(A run of records)
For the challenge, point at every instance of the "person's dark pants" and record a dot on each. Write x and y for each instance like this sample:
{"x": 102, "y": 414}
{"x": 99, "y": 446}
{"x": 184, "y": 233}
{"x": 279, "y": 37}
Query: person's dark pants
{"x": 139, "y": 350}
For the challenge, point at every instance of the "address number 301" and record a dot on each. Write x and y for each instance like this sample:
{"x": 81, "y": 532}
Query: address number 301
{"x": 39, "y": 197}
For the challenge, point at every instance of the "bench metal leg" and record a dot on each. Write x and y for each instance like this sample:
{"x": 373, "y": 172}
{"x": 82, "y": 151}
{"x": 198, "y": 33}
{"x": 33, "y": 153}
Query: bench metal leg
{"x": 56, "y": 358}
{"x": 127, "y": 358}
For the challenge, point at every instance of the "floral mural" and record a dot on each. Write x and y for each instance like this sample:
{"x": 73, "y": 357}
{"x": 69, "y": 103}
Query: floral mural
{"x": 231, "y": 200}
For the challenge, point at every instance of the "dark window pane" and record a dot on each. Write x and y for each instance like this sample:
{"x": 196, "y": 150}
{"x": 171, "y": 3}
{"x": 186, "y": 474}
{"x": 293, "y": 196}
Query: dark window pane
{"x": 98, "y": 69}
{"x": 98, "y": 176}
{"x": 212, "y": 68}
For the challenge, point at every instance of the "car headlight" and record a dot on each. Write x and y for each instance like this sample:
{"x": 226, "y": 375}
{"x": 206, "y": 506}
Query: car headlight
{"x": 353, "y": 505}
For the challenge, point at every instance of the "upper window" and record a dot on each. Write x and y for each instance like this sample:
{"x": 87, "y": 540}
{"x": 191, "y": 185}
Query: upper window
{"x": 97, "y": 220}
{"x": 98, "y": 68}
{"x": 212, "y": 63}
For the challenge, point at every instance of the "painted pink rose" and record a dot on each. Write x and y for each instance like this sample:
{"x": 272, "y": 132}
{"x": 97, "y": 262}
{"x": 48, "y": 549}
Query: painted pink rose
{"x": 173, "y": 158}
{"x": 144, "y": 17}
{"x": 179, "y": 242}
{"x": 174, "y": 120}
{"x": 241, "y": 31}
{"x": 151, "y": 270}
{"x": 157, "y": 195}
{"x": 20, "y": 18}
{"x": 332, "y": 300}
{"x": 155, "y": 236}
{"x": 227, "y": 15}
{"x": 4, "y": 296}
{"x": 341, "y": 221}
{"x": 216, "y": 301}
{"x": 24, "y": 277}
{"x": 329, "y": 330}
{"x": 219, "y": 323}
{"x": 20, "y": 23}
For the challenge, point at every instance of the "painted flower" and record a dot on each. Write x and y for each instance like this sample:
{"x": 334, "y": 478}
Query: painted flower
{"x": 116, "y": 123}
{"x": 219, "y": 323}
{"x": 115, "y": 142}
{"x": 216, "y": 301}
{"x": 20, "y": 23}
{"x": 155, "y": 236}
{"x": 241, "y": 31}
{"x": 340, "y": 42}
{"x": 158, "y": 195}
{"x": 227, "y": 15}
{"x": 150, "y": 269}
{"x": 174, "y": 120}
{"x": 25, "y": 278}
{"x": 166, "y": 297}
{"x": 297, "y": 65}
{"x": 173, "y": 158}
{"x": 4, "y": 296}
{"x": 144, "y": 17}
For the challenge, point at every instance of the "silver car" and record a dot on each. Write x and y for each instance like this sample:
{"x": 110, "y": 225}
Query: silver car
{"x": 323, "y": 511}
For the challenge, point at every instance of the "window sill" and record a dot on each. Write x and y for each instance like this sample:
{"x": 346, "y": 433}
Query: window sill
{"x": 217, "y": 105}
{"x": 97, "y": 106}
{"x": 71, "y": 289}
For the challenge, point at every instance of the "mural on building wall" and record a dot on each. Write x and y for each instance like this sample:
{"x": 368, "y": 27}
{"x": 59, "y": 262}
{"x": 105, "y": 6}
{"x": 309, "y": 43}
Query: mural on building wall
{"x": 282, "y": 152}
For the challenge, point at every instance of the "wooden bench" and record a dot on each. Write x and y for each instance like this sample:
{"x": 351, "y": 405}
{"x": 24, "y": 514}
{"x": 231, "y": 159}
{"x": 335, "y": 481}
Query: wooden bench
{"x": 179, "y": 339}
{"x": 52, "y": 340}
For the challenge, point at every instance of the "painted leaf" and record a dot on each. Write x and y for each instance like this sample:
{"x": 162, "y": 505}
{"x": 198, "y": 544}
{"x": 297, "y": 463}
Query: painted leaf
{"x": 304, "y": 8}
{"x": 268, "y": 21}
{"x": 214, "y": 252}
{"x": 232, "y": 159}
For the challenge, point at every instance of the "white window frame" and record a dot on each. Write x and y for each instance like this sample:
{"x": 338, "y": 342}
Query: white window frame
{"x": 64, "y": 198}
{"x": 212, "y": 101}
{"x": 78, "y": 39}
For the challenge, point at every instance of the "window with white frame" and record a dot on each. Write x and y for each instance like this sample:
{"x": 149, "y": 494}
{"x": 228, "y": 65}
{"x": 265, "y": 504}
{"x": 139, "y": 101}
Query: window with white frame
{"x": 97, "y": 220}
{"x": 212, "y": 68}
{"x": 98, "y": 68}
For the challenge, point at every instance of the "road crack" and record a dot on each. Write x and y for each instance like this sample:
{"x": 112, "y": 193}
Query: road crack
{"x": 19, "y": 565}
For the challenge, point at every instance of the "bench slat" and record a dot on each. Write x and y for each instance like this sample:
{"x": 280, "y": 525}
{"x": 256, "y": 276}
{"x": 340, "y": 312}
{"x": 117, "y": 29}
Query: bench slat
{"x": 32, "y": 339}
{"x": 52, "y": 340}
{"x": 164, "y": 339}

What you have to do
From the records above, extract everything verbatim.

Solved problem
For the challenge, point at every instance of the "person's dark pants" and record a dot on each. Write x and y for each instance like this sample:
{"x": 102, "y": 414}
{"x": 99, "y": 446}
{"x": 184, "y": 233}
{"x": 279, "y": 37}
Query: person's dark pants
{"x": 139, "y": 350}
For the challenge, point at every instance of the "address number 301" and record a dot on each. Write x and y for each instance like this sample:
{"x": 81, "y": 532}
Query: address number 301
{"x": 39, "y": 197}
For the challenge, point at every instance of the "bench metal leg" and record a dot on each. Write x and y for each instance like this sample:
{"x": 373, "y": 172}
{"x": 82, "y": 151}
{"x": 198, "y": 33}
{"x": 33, "y": 153}
Query: bench metal leg
{"x": 56, "y": 358}
{"x": 127, "y": 358}
For the challenge, point at every instance of the "floral mural" and record a dot on each. Write x and y for each instance like this sample:
{"x": 73, "y": 357}
{"x": 69, "y": 103}
Query: floral mural
{"x": 231, "y": 200}
For the challenge, point at every instance of the "dark window pane" and record a dot on each. Write x and y for each instance like this sample:
{"x": 196, "y": 150}
{"x": 171, "y": 3}
{"x": 186, "y": 474}
{"x": 293, "y": 196}
Query: dark window pane
{"x": 98, "y": 69}
{"x": 98, "y": 176}
{"x": 212, "y": 68}
For the challenge, point at every instance of the "car headlight" and record a dot on each. Write x and y for each instance like this sample:
{"x": 226, "y": 375}
{"x": 206, "y": 506}
Query: car headlight
{"x": 353, "y": 505}
For the challenge, point at every instance of the "upper window" and record a dot on each. Write x and y for each instance like this sample:
{"x": 87, "y": 540}
{"x": 191, "y": 185}
Query: upper window
{"x": 97, "y": 220}
{"x": 98, "y": 68}
{"x": 212, "y": 63}
For the challenge, point at every instance of the "painted pink rose" and record a dot on each. Write x and y for each instance like this sample:
{"x": 272, "y": 132}
{"x": 97, "y": 262}
{"x": 48, "y": 549}
Query: painted pink rose
{"x": 173, "y": 158}
{"x": 144, "y": 17}
{"x": 179, "y": 242}
{"x": 174, "y": 120}
{"x": 241, "y": 31}
{"x": 151, "y": 270}
{"x": 157, "y": 195}
{"x": 20, "y": 18}
{"x": 332, "y": 300}
{"x": 155, "y": 236}
{"x": 227, "y": 15}
{"x": 4, "y": 296}
{"x": 341, "y": 221}
{"x": 216, "y": 301}
{"x": 24, "y": 277}
{"x": 329, "y": 330}
{"x": 219, "y": 323}
{"x": 20, "y": 23}
For the challenge, point at every instance of the "painted flower" and record a dot on each. Write x and y for each instance like this sample:
{"x": 334, "y": 478}
Query: painted flower
{"x": 116, "y": 123}
{"x": 219, "y": 323}
{"x": 115, "y": 142}
{"x": 216, "y": 301}
{"x": 20, "y": 23}
{"x": 155, "y": 236}
{"x": 241, "y": 31}
{"x": 340, "y": 42}
{"x": 158, "y": 195}
{"x": 227, "y": 15}
{"x": 150, "y": 269}
{"x": 174, "y": 120}
{"x": 25, "y": 278}
{"x": 166, "y": 297}
{"x": 297, "y": 65}
{"x": 173, "y": 158}
{"x": 4, "y": 296}
{"x": 144, "y": 17}
For the challenge, point at every instance of the "silver car" and record a dot on each. Write x and y for each instance like this sample:
{"x": 110, "y": 225}
Query: silver car
{"x": 323, "y": 511}
For the challenge, point at every instance of the "window sill" and record a dot on each. Write x and y for each instance like this sample:
{"x": 346, "y": 433}
Query: window sill
{"x": 217, "y": 105}
{"x": 97, "y": 106}
{"x": 71, "y": 289}
For the challenge, point at every instance of the "mural on building wall" and record a dot on each. Write x and y for each instance like this sample:
{"x": 368, "y": 27}
{"x": 59, "y": 262}
{"x": 105, "y": 6}
{"x": 309, "y": 43}
Query: mural on building wall
{"x": 282, "y": 152}
For the challenge, point at every instance of the "wooden bench" and record a dot on each. Write x and y for each instance like this sample:
{"x": 351, "y": 405}
{"x": 24, "y": 514}
{"x": 231, "y": 159}
{"x": 335, "y": 481}
Query: wooden bench
{"x": 179, "y": 339}
{"x": 52, "y": 340}
For the challenge, point at every instance of the "painted leaf" and record a dot on each. Write x and y for each instance like this sample:
{"x": 162, "y": 505}
{"x": 198, "y": 544}
{"x": 297, "y": 463}
Query: painted leaf
{"x": 304, "y": 8}
{"x": 268, "y": 21}
{"x": 214, "y": 252}
{"x": 232, "y": 159}
For the challenge, point at every instance of the "white window frame" and record a dot on each. Write x and y for each instance like this sample:
{"x": 338, "y": 342}
Query: white window frame
{"x": 64, "y": 198}
{"x": 212, "y": 101}
{"x": 78, "y": 39}
For the challenge, point at every instance of the "window with white frame" and record a dot on each. Write x and y for each instance like this sample:
{"x": 149, "y": 494}
{"x": 228, "y": 65}
{"x": 265, "y": 504}
{"x": 139, "y": 101}
Query: window with white frame
{"x": 97, "y": 220}
{"x": 212, "y": 68}
{"x": 98, "y": 68}
For the challenge, point at every instance of the "road crack" and record a dot on each. Write x and y for each instance like this sample:
{"x": 112, "y": 193}
Query: road crack
{"x": 19, "y": 565}
For the challenge, point at every instance of the "bench slat" and record a dot on each. Write x and y for each instance like this sample:
{"x": 280, "y": 525}
{"x": 256, "y": 276}
{"x": 340, "y": 312}
{"x": 117, "y": 29}
Query: bench slat
{"x": 32, "y": 339}
{"x": 52, "y": 340}
{"x": 164, "y": 339}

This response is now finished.